• _Aufgabe_:
Übertragen Sie aus dem Text zur Herz-CT wortgetreu den Abschnitt, der bei den Worten „Auf technischem Gebiet“ beginnt und nach den Worten „auf der Forschungsagenda.“ endet.

• _Quellauszug_:
=-=-=-=-=

Auf technischem Gebiet jedoch bleibt die weitere Dosisreduktion im Fokus, bekräftigt der deutsch-österreichische Radiologe. Die Frage lautet: Wie kann man Strahlendosis und Kontrastmitteldosis weiter verringern und trotzdem dieselbe Bildqualität erreichen? Bislang jedenfalls sei das gelungen, betont Schöpf: In manchen Fällen sei die Bildqualität sogar noch gesteigert worden. „Jetzt geht es darum, unsere diagnostischen Fähigkeiten auszubauen“, sagt er. Gewebecharakterisierung, Dual Energy, Einzelphotonendetektion – das seien derzeit die wichtigsten Schlagworte auf der Forschungsagenda.
Aber auch andere Fragen hält Schöpf für ganz wesentlich: „Wir wissen, dass wir mit der Herz-CT eine gute, genaue und schonende Technik haben. Nun müssen wir über folgende Fragen nachdenken: Wie setzen wir diese Technik am besten ein? Wie verhält es sich mit der Kosteneffizienz dieser Tests? Wie sehen die klinischen Szenarien aus? Welche Patientenpopulation profitiert am meisten von diesen neuen Untersuchungsmethoden? Wo sind diese Tests anzusiedeln? Das sind die großen Themen, die uns in den nächsten Jahren beschäftigen werden.“ Dazu liege bereits eine gute Evidenzgrundlage vor, erklärt Schöpf: „Die Schaffung noch größerer Evidenz dafür, wo die Herz-CT eingesetzt werden kann, ist derzeit unser Hauptschwerpunkt.“
Profil:
Aufgewachsen in München, studierte Prof. Dr. Uwe J. Schöpf hier Medizin und absolvierte seine Facharztausbildung am Institut für Klinische Radiologie der Ludwig-Maximilians-Universität. 2001 verließ er Bayern, im Gepäck sein leidenschaftliches Interesse an kardio-thorakaler Bildgebung und im wahrsten Sinne des Wortes bereits ausgezeichnete Kenntnisse. Schöpf siedelte an die Ostküste der USA um: Bis 2004 in Massachusetts als Radiologe am Brigham & Women’s Hospital tätig, ist er inzwischen in Charleston Professor für Radiologie, Kardiologie und Kinderheilkunde und Direktor der Cardiovascular-Imaging-Abteilung der Medizinischen Universität South Carolina.

=-=-=-=-=

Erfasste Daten
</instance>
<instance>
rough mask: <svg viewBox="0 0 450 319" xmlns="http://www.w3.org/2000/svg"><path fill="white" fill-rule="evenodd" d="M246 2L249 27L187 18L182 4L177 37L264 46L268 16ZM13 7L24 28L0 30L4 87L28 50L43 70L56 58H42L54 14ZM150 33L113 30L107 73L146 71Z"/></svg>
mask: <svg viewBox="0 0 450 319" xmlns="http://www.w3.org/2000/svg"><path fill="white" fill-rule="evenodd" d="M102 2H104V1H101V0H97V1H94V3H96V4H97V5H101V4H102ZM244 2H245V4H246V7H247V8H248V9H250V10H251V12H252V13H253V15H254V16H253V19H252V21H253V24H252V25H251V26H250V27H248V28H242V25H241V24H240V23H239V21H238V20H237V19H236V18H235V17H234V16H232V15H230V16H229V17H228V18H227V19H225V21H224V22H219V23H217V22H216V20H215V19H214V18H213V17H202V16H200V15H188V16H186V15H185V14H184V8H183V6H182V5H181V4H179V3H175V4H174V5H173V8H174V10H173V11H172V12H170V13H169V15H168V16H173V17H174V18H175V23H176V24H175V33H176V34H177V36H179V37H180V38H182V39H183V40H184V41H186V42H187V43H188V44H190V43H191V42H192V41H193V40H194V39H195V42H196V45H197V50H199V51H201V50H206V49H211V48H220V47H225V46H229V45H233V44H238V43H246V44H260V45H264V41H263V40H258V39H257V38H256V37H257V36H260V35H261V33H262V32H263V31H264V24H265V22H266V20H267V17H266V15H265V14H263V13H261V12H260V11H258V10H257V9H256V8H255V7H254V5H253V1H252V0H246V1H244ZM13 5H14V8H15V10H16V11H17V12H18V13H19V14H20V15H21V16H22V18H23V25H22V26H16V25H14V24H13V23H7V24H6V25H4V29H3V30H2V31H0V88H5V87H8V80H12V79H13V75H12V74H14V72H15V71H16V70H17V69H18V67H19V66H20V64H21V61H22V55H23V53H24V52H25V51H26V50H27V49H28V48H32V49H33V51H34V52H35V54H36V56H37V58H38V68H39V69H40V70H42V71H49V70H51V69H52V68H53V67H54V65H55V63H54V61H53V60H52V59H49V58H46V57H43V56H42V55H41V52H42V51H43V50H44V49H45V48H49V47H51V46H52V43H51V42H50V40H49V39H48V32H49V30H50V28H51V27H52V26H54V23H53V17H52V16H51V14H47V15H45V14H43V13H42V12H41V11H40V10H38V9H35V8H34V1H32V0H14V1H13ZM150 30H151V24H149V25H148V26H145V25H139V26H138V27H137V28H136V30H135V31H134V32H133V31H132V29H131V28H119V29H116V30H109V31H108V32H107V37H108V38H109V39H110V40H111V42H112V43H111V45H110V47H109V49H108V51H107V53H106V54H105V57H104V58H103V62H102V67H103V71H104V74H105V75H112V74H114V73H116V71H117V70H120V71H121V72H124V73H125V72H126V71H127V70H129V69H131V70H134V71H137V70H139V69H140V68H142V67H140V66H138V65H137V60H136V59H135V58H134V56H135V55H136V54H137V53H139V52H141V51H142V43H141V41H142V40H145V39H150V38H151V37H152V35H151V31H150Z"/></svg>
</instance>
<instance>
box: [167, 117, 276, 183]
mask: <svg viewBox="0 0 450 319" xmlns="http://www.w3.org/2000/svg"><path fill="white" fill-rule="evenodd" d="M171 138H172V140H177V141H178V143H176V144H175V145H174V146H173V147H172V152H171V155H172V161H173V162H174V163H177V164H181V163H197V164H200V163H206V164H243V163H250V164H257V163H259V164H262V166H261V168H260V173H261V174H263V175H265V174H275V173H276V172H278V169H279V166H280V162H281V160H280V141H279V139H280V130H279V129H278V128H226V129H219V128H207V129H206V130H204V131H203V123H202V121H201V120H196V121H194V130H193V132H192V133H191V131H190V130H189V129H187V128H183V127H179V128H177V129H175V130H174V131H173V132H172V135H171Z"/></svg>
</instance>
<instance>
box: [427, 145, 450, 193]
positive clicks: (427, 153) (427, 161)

=-=-=-=-=

• _Lösung_:
Auf technischem Gebiet jedoch bleibt die weitere Dosisreduktion im Fokus, bekräftigt der deutsch-österreichische Radiologe. Die Frage lautet: Wie kann man Strahlendosis und Kontrastmitteldosis weiter verringern und trotzdem dieselbe Bildqualität erreichen? Bislang jedenfalls sei das gelungen, betont Schöpf: In manchen Fällen sei die Bildqualität sogar noch gesteigert worden. „Jetzt geht es darum, unsere diagnostischen Fähigkeiten auszubauen“, sagt er. Gewebecharakterisierung, Dual Energy, Einzelphotonendetektion – das seien derzeit die wichtigsten Schlagworte auf der Forschungsagenda.